*Given data*.
►

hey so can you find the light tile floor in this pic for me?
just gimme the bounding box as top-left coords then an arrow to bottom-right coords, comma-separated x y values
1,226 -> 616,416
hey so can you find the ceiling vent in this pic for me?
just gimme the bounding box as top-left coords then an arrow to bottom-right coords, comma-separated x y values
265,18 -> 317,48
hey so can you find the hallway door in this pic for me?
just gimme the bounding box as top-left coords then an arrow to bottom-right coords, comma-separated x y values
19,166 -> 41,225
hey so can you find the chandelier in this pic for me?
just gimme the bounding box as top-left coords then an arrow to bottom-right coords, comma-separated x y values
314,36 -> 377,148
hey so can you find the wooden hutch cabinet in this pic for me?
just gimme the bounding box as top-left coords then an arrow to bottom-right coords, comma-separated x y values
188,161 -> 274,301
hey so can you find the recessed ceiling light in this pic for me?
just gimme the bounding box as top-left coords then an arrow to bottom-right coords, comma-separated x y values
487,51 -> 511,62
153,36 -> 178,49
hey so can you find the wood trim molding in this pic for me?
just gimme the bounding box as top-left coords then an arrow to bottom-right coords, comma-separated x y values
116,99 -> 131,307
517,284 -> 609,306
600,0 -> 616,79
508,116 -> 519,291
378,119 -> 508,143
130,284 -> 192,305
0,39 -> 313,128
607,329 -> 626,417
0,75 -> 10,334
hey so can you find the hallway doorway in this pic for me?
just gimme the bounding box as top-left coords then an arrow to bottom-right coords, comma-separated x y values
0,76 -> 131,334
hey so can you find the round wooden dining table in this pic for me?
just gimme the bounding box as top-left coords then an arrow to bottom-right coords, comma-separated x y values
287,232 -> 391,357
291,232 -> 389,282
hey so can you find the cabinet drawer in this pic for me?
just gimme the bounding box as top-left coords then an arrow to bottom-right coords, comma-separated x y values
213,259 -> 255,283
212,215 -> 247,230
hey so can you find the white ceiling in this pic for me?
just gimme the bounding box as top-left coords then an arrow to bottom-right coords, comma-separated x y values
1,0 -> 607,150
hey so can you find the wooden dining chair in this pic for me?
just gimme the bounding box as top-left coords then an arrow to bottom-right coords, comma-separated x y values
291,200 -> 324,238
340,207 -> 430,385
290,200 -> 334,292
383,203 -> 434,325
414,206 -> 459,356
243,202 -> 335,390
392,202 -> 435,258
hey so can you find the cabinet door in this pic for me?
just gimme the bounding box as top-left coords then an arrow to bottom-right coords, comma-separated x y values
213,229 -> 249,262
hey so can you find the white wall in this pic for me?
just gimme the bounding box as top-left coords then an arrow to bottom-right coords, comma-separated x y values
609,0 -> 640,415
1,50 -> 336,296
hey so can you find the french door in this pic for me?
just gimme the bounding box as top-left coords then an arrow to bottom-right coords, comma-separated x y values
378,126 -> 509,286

◄

*What you are asked to do*.
Reproduce the full set of entries above exactly, without dropping a line.

*Task result*.
hey so can you find the light tile floor in this pic for me?
just gimme the bounding box as top-left coords then an arrow to bottom-right coords, comma-separated x y values
1,226 -> 616,416
hey so can you find the ceiling vent in this pic for me?
just gimme the bounding box as top-left coords then an arrow to bottom-right coords, comma-separated x y values
265,18 -> 317,48
hey so can you find the hallway door in this pic for me?
just gimme the bounding box as top-left coords then an arrow to bottom-right coords, comma-separated x y values
19,166 -> 41,225
hey so can you find the chandelier in this pic for me?
just gimme the bounding box as top-left coords then an arrow to bottom-right coords, comma-separated x y values
314,36 -> 377,148
hey so can you find the wooden hutch cabinet in this pic for me?
just gimme the bounding box as top-left coords then an arrow to bottom-right coords, comma-separated x y values
188,161 -> 274,301
hey so can you find the recessed ceiling light in this pic for me?
just gimme the bounding box as top-left coords then an arrow to bottom-right coords, comma-separated x y values
487,51 -> 511,62
153,36 -> 178,49
hey so can you find the wood trim molding in this pic for me?
just gimme the bounding box as top-left coords then an arrow to bottom-right coords, comma-separated x y values
116,99 -> 131,307
517,284 -> 609,306
600,0 -> 616,79
508,116 -> 519,291
378,119 -> 508,143
130,284 -> 192,305
0,39 -> 313,128
607,329 -> 626,417
0,75 -> 10,334
hey so can you find the hallway doorway in this pic for me?
just gimme the bounding box as top-left coords then an arrow to bottom-right coords, comma-separated x y values
0,76 -> 131,334
hey so can you find the round wooden dining table in this pic for me?
just gimme the bounding box as top-left coords then an arrow to bottom-right coords, comma-separated x y values
287,232 -> 391,357
291,232 -> 389,282
hey so can you find the cabinet drawer in this pic for me?
just gimme the bounding box as top-left coords then an arrow to bottom-right coords, comma-separated x y values
213,259 -> 255,283
212,215 -> 247,230
hey so can you find the white ceiling in this pic for me?
just gimme the bounding box as top-left coords then an arrow to bottom-right coords, comma-separated x y values
1,0 -> 607,150
hey so can you find the wooden dining chair in this pic for me?
just gimme the bounding box as top-left coords then an arrow to bottom-right coords, comma-separated x y values
291,200 -> 324,238
340,207 -> 430,385
290,200 -> 334,292
383,203 -> 434,325
414,206 -> 459,356
243,202 -> 335,390
392,202 -> 435,258
hey so can you find the cabinet door in this pic for me?
just gimme the bounding box as top-left coords then an arrow to bottom-right coords, comma-separated x y values
213,229 -> 249,262
hey so can you find the white wall in this pic for me?
just gimme the bounding box as top-left coords then an arrow to bottom-right coords, comma-separated x y values
609,0 -> 640,415
1,50 -> 336,296
hey so can you find the french door in this pic for me?
just gimme the bounding box as top-left coords then an arrow to bottom-right coords, comma-separated x y values
378,126 -> 509,286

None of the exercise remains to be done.